Image-grounded pointing data
- Opening Delimiter -

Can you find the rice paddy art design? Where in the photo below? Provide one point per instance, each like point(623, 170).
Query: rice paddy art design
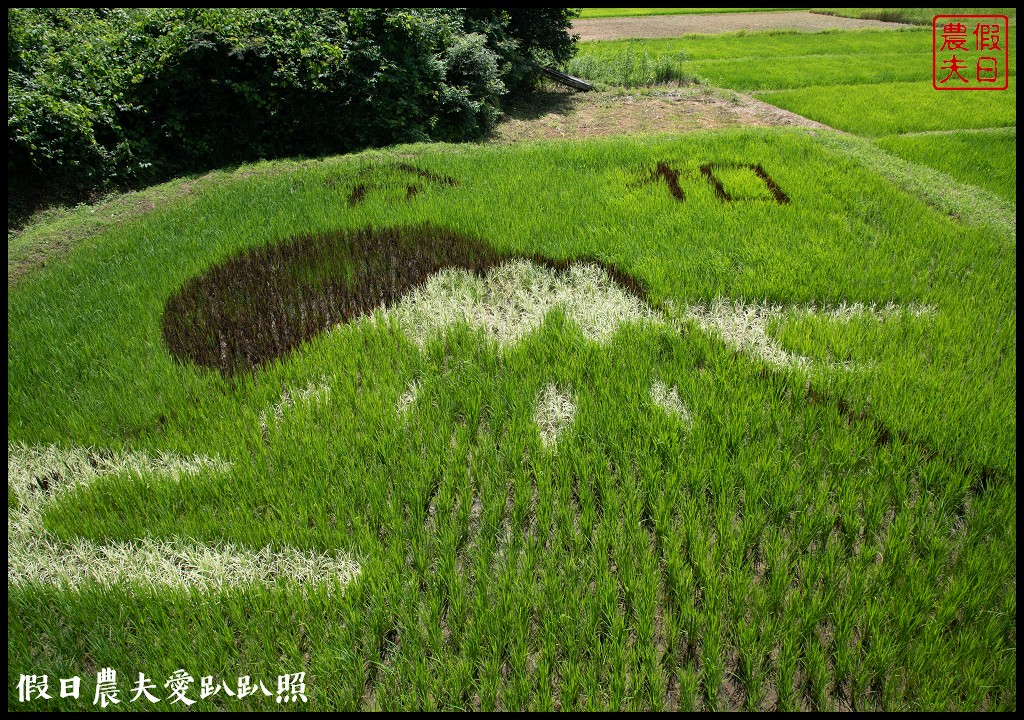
point(730, 182)
point(38, 476)
point(263, 303)
point(414, 180)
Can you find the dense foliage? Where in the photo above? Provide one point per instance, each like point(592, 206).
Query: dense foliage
point(100, 97)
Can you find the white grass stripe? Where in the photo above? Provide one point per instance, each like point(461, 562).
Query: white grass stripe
point(168, 563)
point(668, 399)
point(312, 392)
point(408, 398)
point(555, 411)
point(744, 326)
point(39, 475)
point(514, 298)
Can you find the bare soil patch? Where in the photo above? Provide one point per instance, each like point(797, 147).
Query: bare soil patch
point(675, 26)
point(558, 115)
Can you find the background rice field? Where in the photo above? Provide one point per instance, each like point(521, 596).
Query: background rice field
point(667, 516)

- Closing Delimiter -

Exercise details
Please print each entry exactly as given and keep pictures out of it.

Task answer
Can you find the rice paddy art design? Where in the photo below? Provide one point per instance, each like point(623, 170).
Query: rice paddy art design
point(730, 182)
point(38, 476)
point(263, 303)
point(414, 180)
Can you find the dense foliage? Where in the photo above? Provide one point per instance, each like point(592, 206).
Query: dense foliage
point(100, 97)
Can you find the white grass stripe? Where in the photo above? Provide one point per instance, each like point(461, 562).
Query: white grass stripe
point(168, 563)
point(668, 399)
point(312, 392)
point(408, 398)
point(555, 411)
point(744, 326)
point(39, 475)
point(514, 298)
Can you find the bare soil patch? Where in the photo above? Provide one point per instance, each like point(797, 147).
Query: bare soil patch
point(675, 26)
point(558, 115)
Can you find the background rice field? Where in the photo above? Provide one point per instance, each like point(521, 596).
Query: background rice field
point(667, 516)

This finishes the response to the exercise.